- _Given problem A_: Please pick out every line in the records below that contains the word "yellow", and copy each one.

## START Source excerpt

Tricky Potters

Pots with secrets









I'm intrigued by traditional pottery forms that have hidden functional features.

Here are examples from three different cultures:

1- The Lekythos is a common flask form of Classical Greek pottery. It held oils for various purposes, especially funerary rites. Where the use was symbolic, there was often a false bottom below the neck, so the Lekythos would appear full of precious oil when it was really mostly empty. These Attic white-ground lekythoi are from about 470 BC.

      


2- The whistling vessel appeared in a wide variety of forms in pre-Columbian South America, its function unknown. Many are in the form of two connected pots- one having a spout and the other incorporating an animal or human figure. 

The pots communicate where they join, so filling the spout side fills them both. If the pot is then tipped with the spout side up, liquid rushing to the other side forces trapped air out through a vent in the figure. A clay whistle has been built into the figure, so it appears to whistle. There is evidence that sometimes the whistles were formed to make a sound to match the figure. This example (from the Chimu culture, Peru 1100-1370 AD) is not identified as a whistler, but I'm quite sure it is, especially as the figure is playing the ocarina. You can hear two whistling pots here. recorded at the Peabody Museum, Harvard.

## END Source excerpt

- _Given problem B_: Carry the pottery text above forward, picking up after its final sentence.

## START Available records

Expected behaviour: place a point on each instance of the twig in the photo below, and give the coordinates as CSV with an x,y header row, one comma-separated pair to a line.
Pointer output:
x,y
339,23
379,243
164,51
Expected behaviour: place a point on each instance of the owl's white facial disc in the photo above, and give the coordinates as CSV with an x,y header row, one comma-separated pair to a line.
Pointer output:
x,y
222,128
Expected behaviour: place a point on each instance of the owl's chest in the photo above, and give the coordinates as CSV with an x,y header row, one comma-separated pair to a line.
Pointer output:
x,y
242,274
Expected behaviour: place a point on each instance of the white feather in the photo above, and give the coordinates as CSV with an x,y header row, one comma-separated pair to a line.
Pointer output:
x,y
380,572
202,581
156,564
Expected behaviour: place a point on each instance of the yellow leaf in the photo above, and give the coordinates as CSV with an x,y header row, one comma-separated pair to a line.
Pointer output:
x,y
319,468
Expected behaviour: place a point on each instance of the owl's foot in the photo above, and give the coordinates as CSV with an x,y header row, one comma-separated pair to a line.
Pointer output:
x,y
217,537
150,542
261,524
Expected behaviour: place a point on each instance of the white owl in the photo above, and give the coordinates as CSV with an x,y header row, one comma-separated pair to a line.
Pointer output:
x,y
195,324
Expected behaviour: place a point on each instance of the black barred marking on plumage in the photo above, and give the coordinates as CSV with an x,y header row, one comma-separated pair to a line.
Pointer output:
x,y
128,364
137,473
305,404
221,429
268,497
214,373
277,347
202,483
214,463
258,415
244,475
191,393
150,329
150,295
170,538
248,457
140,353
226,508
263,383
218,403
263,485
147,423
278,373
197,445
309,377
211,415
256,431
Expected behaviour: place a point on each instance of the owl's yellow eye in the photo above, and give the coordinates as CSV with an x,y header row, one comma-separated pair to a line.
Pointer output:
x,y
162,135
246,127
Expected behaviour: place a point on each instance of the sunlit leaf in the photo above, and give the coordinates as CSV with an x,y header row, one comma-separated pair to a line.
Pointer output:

## END Available records

- _Exercise result A_:
Expected behaviour: place a point on each instance of the yellow leaf in the photo above, and give the coordinates as CSV with an x,y header row, one comma-separated pair to a line.
Expected behaviour: place a point on each instance of the owl's yellow eye in the photo above, and give the coordinates as CSV with an x,y header row, one comma-separated pair to a line.

- _Exercise result B_:
       



3- Since at least the 15th century, English potters have made a novelty item called a puzzle jug. It looks like a traditional tavern jug, except the upper part of the piece is decorated with pierced work. This makes it impossible to drink normally from the jug. Often the jug is inscribed with a poem challenging the drinker, such as: 

"Here gentlemen come try your skill,

I'll hold a wager if you will,

That you don't drink this liquor all,

Without you spill or let some fall. "

The trick is that the handle has a hollow passage which connects to the lower part of the jug. At the top, it communicates with a hollow rim, which opens to one or more spouts, disguised as a decorative elements. Sometimes there are multiple hidden vents that the (presumably inebriated) victim must be discover and block before the "straw" will function. 

Another example of a "drinking straw" handle appears here


   


Do you know any other good examples of pots that manipulate fluids in a hidden way?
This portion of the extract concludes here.